▶ [EXTRACTED MATERIAL]:
• • • •

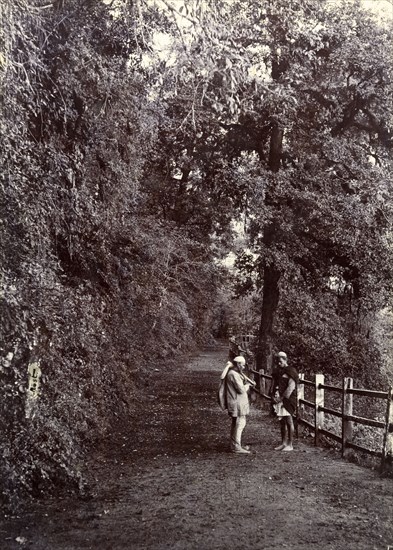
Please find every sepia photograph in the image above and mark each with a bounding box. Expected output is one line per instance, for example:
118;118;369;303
0;0;393;550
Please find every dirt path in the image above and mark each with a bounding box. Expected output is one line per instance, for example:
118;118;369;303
0;350;393;550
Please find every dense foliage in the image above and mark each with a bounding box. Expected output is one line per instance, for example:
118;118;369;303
0;1;227;508
0;0;392;508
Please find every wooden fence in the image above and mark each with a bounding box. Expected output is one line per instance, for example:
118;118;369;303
250;369;393;471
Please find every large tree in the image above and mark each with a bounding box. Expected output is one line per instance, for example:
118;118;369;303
143;0;392;376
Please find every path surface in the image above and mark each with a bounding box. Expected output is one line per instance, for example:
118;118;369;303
0;350;393;550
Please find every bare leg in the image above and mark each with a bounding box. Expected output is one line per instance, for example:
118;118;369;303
283;416;295;451
230;416;236;451
231;416;250;453
274;416;288;451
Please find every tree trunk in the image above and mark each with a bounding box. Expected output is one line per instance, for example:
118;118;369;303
256;265;280;372
256;123;284;372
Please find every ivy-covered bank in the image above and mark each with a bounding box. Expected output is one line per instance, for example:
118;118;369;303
0;0;393;506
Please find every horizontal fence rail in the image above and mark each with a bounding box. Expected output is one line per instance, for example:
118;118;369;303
250;369;393;472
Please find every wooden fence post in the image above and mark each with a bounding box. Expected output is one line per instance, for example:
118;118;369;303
296;373;304;437
381;386;393;472
314;374;325;445
341;378;353;457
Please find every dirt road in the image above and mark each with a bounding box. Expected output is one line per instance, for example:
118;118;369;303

• • • •

▶ [TO BE DONE]:
Render the rows above as a numbered list, covering only the lines between the one containing "Please find every wooden fence post" and the one containing "341;378;353;457", inclusive, with any blank lines left out.

▶ [ANSWER]:
1. Please find every wooden fence post in the image above and mark each with a bounding box. Expected output is one line per instance, for example:
2. 118;118;369;303
3. 296;373;304;437
4. 381;386;393;472
5. 314;374;325;445
6. 341;378;353;457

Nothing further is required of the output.